When you print the records below, keep every word exact and leave out the images.
### SUPPLIED INFORMATION ###
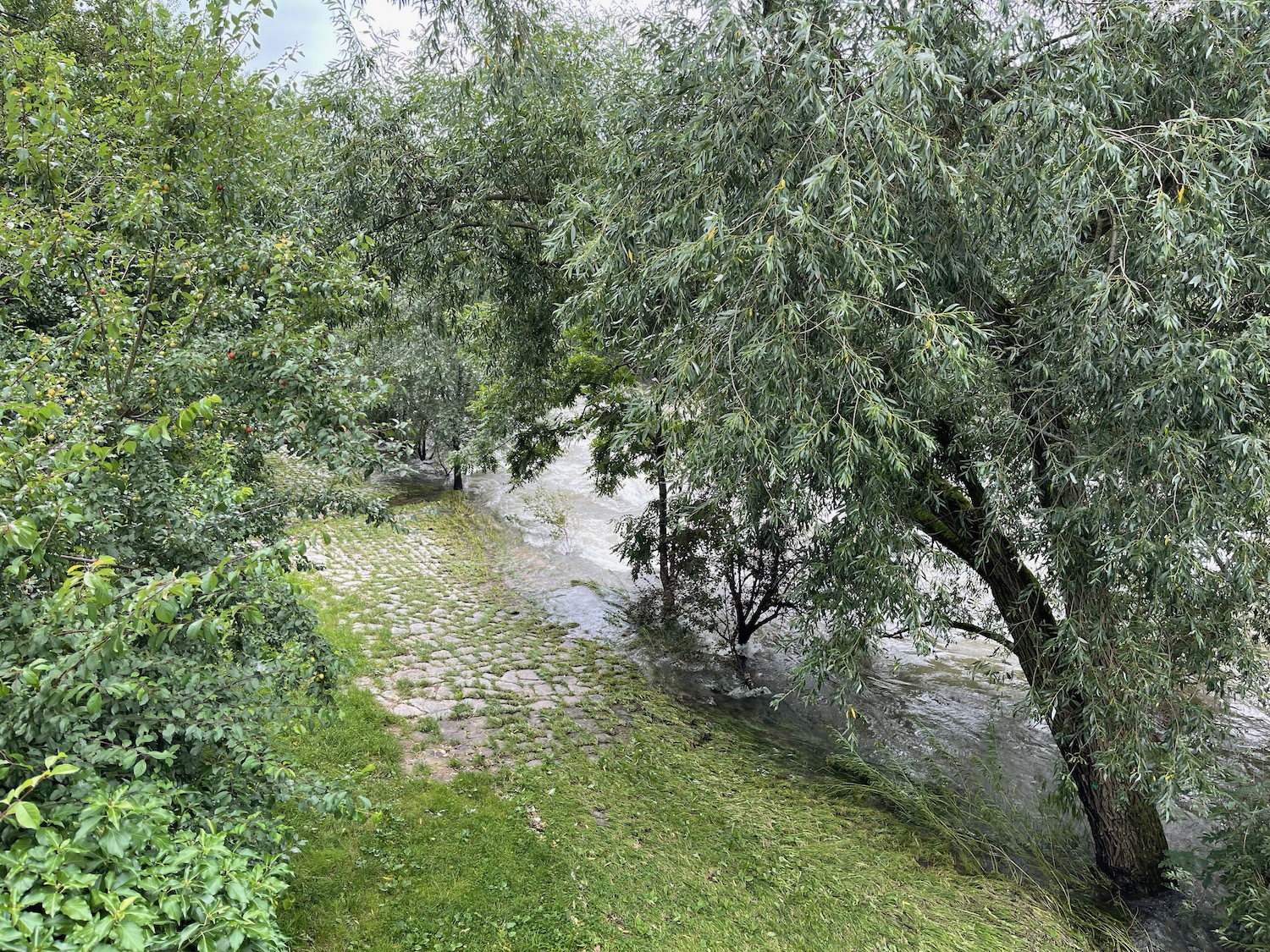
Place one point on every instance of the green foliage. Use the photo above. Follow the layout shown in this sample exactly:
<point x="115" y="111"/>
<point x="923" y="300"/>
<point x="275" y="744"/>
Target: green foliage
<point x="1240" y="862"/>
<point x="165" y="299"/>
<point x="990" y="289"/>
<point x="693" y="832"/>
###
REPLY:
Place one point on every instance of the green foliage. Use the photo above. Follow the layout shown in this sample exactly:
<point x="115" y="111"/>
<point x="923" y="300"/>
<point x="275" y="744"/>
Target: green foliage
<point x="1240" y="862"/>
<point x="165" y="299"/>
<point x="990" y="289"/>
<point x="693" y="832"/>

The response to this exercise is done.